▶ **Written problem**: Extract every line of the material below that contains the string "window". Matching is case-sensitive.

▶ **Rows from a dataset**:
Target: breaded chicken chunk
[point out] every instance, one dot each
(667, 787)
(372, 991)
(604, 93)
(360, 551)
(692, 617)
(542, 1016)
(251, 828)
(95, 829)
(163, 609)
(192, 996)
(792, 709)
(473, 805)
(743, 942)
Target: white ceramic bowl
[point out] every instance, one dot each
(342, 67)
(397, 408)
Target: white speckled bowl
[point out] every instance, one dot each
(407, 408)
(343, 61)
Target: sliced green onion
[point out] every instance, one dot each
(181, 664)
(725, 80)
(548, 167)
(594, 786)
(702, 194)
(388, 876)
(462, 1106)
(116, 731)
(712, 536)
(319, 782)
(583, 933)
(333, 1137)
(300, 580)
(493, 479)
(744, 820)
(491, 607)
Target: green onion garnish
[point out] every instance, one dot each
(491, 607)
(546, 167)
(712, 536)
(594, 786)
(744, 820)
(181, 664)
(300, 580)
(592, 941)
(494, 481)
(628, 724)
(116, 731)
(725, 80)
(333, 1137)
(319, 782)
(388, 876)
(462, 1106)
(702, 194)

==

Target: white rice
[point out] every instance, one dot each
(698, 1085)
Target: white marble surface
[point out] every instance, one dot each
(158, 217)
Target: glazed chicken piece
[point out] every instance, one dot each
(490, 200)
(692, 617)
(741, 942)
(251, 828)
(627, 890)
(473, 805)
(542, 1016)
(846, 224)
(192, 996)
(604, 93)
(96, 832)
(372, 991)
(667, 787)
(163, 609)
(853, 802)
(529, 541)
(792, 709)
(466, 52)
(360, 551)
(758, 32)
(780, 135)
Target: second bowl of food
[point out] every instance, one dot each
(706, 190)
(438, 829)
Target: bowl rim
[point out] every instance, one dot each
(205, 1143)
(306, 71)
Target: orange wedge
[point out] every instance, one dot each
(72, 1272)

...

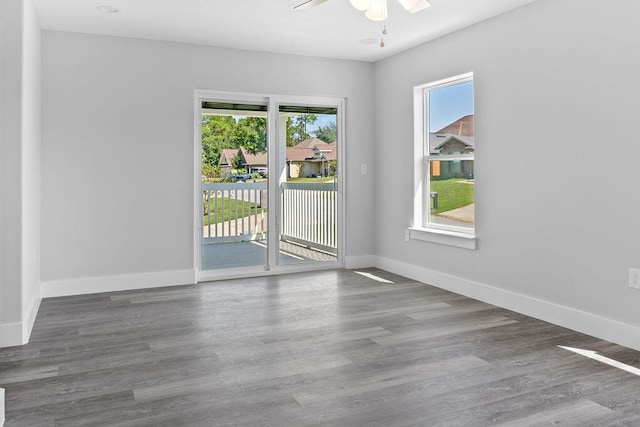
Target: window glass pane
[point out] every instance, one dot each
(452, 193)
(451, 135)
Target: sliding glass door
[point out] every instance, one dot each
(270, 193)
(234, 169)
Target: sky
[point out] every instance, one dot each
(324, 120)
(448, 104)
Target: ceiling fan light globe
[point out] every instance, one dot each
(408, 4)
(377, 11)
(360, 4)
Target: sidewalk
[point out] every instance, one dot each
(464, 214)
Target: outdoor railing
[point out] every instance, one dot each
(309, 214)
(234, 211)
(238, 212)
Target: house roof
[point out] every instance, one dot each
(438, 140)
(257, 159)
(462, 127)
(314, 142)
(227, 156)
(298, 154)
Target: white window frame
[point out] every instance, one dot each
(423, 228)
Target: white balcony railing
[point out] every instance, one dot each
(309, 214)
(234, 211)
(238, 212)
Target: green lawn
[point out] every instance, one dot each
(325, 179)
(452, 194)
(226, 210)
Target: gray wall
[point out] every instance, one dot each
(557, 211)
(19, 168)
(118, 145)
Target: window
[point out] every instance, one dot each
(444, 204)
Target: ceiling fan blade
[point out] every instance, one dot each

▶ **Task output**:
Target: window glass pane
Target: white window frame
Target: window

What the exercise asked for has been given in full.